Provided passage
____

By Matija Šerić
The Iranian Revolution strengthened resistance in the Third World to the dominance of both the United States and the Soviet Union. Although since the end of the Second World War the Left had been the main force opposing the United States, Khomeini’s return to Tehran and the Islamic Republic of Iran that he began to establish presupposed the existence of an alternative focal point of opposition in which worldly justice is derived from the word of God, rather than exclusively from human decisions. Islamism offered an ideology focused precisely on the Third World, through which it was possible to condemn both Western projects of modernization.

____

Information provided

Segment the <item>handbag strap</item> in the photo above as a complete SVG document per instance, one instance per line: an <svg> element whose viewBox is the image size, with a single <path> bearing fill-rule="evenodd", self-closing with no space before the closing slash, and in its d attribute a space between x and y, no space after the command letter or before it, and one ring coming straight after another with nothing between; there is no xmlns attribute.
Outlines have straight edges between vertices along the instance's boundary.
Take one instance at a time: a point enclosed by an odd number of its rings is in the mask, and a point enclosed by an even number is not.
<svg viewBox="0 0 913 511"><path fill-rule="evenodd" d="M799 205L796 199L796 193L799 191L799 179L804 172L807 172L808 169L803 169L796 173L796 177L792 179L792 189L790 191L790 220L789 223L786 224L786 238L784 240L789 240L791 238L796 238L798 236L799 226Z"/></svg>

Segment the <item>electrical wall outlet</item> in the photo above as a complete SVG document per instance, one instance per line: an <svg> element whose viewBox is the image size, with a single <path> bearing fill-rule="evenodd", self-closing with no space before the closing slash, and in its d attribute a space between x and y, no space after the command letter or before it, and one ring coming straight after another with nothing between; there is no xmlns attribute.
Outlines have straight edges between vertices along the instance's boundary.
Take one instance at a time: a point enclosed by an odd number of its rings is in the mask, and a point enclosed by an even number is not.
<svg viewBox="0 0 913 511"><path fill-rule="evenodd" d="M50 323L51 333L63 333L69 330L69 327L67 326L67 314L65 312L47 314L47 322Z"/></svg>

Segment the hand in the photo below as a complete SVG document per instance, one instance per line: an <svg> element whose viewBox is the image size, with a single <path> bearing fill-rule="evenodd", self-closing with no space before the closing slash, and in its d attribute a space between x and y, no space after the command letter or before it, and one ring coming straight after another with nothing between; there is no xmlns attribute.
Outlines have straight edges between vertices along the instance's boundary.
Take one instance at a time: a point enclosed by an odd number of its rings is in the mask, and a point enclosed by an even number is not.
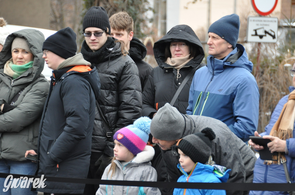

____

What you will do
a - Revise the Iranian Revolution passage starting at "By Matija Šerić" and ending at "projects of modernization.", replacing "Third World" with "developing world".
b - Continue the Iranian Revolution passage from its final sentence.
The entries are separate material from the passage on the Iranian Revolution.

Written answers
a -
By Matija Šerić
The Iranian Revolution strengthened resistance in the developing world to the dominance of both the United States and the Soviet Union. Although since the end of the Second World War the Left had been the main force opposing the United States, Khomeini’s return to Tehran and the Islamic Republic of Iran that he began to establish presupposed the existence of an alternative focal point of opposition in which worldly justice is derived from the word of God, rather than exclusively from human decisions. Islamism offered an ideology focused precisely on the developing world, through which it was possible to condemn both Western projects of modernization.

b -
The Revolution’s Meaning for the Cold War
While the revolution was at its height, a Tehran student activist emphasized in an interview: “Imperialism exploits us and dominates the whole world. Imperialism wants to turn everyone into its servant and to rule over all. America would like to bring the Iranian state and people under its control. On the other hand, the Islamic Republic is inclined toward all free and independent governments that stand for justice. This is the kind of rule people wanted and created themselves; this government is a friend of freedom and an enemy of imperialism, communism, and all similar things. Countries like America do not give freedom to those who need it and are inclined only toward the class that has ruled over them.”
However, although they condemned Western modernism, Iranian Islamists carefully avoided condemning the technology and organizational methods that modernism entailed. Khomeini never stopped repeating that Muslims must open up access even more and increase their understanding of contemporary development, while at the same time not allowing material goods to dominate their thinking. Scientific progress had to be harnessed to serve Islam.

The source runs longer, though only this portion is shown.